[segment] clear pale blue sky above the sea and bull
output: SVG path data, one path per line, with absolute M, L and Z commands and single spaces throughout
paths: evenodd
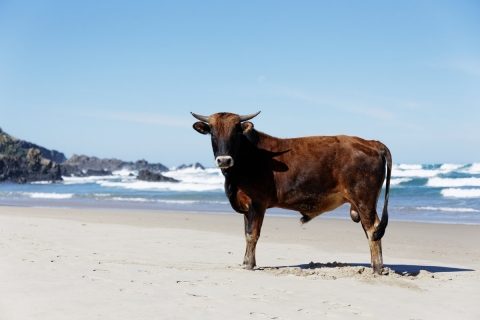
M 74 153 L 213 166 L 189 111 L 480 162 L 480 1 L 0 0 L 0 127 Z

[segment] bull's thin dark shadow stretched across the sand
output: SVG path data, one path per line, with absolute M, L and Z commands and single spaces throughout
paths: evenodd
M 365 267 L 370 268 L 369 263 L 356 263 L 356 262 L 348 262 L 343 265 L 348 265 L 350 267 Z M 417 274 L 420 270 L 425 270 L 430 273 L 440 273 L 440 272 L 468 272 L 468 271 L 476 271 L 474 269 L 463 269 L 463 268 L 453 268 L 453 267 L 443 267 L 443 266 L 425 266 L 425 265 L 416 265 L 416 264 L 384 264 L 384 267 L 390 268 L 391 270 L 395 271 L 395 273 L 403 274 Z M 334 268 L 335 266 L 328 266 L 328 264 L 322 264 L 322 268 Z M 342 267 L 342 266 L 339 266 Z M 283 268 L 300 268 L 300 269 L 312 269 L 312 265 L 310 264 L 297 264 L 291 266 L 277 266 L 275 268 L 283 269 Z

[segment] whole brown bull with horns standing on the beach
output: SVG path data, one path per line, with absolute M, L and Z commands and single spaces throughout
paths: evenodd
M 343 135 L 275 138 L 255 130 L 247 121 L 258 113 L 215 113 L 209 117 L 192 113 L 201 121 L 193 128 L 211 135 L 215 164 L 225 176 L 225 193 L 232 208 L 244 214 L 245 268 L 256 265 L 255 247 L 267 208 L 298 211 L 306 223 L 348 202 L 352 220 L 362 222 L 372 268 L 379 273 L 392 168 L 388 148 L 378 141 Z M 376 207 L 385 175 L 380 221 Z

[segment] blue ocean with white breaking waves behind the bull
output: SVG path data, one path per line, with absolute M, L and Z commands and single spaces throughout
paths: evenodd
M 228 203 L 224 178 L 217 168 L 162 173 L 180 183 L 139 181 L 130 174 L 136 172 L 63 177 L 64 181 L 58 183 L 1 183 L 0 205 L 238 214 Z M 379 214 L 384 191 L 378 203 Z M 277 208 L 268 209 L 267 215 L 300 218 L 297 212 Z M 321 218 L 350 219 L 349 205 Z M 395 164 L 389 220 L 480 225 L 480 163 Z

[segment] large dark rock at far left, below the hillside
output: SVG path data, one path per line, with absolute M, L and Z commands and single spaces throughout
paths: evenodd
M 0 155 L 0 181 L 27 183 L 62 180 L 60 166 L 42 157 L 37 148 L 30 148 L 25 157 Z

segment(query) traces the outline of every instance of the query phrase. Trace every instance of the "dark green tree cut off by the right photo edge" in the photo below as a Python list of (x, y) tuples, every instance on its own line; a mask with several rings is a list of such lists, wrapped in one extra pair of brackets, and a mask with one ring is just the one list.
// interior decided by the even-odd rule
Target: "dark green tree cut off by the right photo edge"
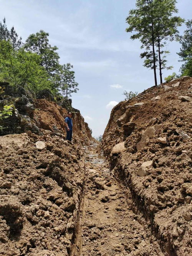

========

§ **Exercise brief**
Repeat the material above verbatim, with no pictures in the output.

§ **Finished task**
[segment] clear pale blue sky above the sea and bull
output: SVG path data, one path per line, with absolute M, L and Z commands and single spaces throughout
paths: evenodd
M 74 153 L 213 166 L 189 111 L 480 162 L 480 1 L 0 0 L 0 127 Z

[segment] bull's thin dark shadow stretched across the sand
output: SVG path data, one path per line, with absolute M, L and Z commands and single spaces throughout
paths: evenodd
M 365 267 L 370 268 L 369 263 L 356 263 L 356 262 L 348 262 L 343 265 L 348 265 L 350 267 Z M 417 274 L 420 270 L 425 270 L 430 273 L 440 273 L 440 272 L 468 272 L 468 271 L 476 271 L 474 269 L 463 269 L 463 268 L 453 268 L 453 267 L 443 267 L 443 266 L 425 266 L 425 265 L 416 265 L 416 264 L 384 264 L 384 267 L 390 268 L 391 270 L 395 271 L 395 273 L 403 274 Z M 334 268 L 335 266 L 328 266 L 328 264 L 322 264 L 322 268 Z M 342 267 L 342 266 L 339 266 Z M 283 268 L 300 268 L 300 269 L 312 269 L 312 265 L 310 264 L 297 264 L 291 266 L 277 266 L 275 268 L 283 269 Z

[segment] whole brown bull with horns standing on the beach
output: SVG path data, one path per line, with absolute M, L and Z commands and single spaces throughout
paths: evenodd
M 343 135 L 275 138 L 255 130 L 247 121 L 258 113 L 215 113 L 209 117 L 192 113 L 201 121 L 193 128 L 211 135 L 215 164 L 225 176 L 225 193 L 232 208 L 244 214 L 245 268 L 256 265 L 255 247 L 267 208 L 298 211 L 306 223 L 348 202 L 352 220 L 362 222 L 372 268 L 379 273 L 392 168 L 388 148 L 378 141 Z M 376 207 L 385 175 L 380 221 Z

[segment] blue ocean with white breaking waves behind the bull
output: SVG path data, one path per line, with absolute M, L and Z commands and single spaces throughout
paths: evenodd
M 228 203 L 224 178 L 217 168 L 162 173 L 180 183 L 139 181 L 130 174 L 136 172 L 63 177 L 64 181 L 58 183 L 1 183 L 0 205 L 238 214 Z M 379 214 L 384 191 L 378 203 Z M 277 208 L 268 209 L 267 215 L 300 218 L 297 212 Z M 321 218 L 350 219 L 349 205 Z M 395 164 L 389 220 L 480 225 L 480 163 Z

[segment] large dark rock at far left, below the hillside
output: SVG path data, one path per line, with absolute M, L and Z commands and single spaces throughout
paths: evenodd
M 0 155 L 0 181 L 27 183 L 62 180 L 60 166 L 42 157 L 37 148 L 30 148 L 25 157 Z

segment(query) traces the outline of every instance of the query phrase. Trace every instance of the "dark green tree cut off by the right photo edge" in the photo below as a Python list of (x, y) tuples, every instance on its own line; a mask with several rings is a list of such lists, wrapped in one extra pair of brackets, and a mask with one ring is just the one list.
// interior decided by the even-odd rule
Target: "dark green tree cut off by the right photo edge"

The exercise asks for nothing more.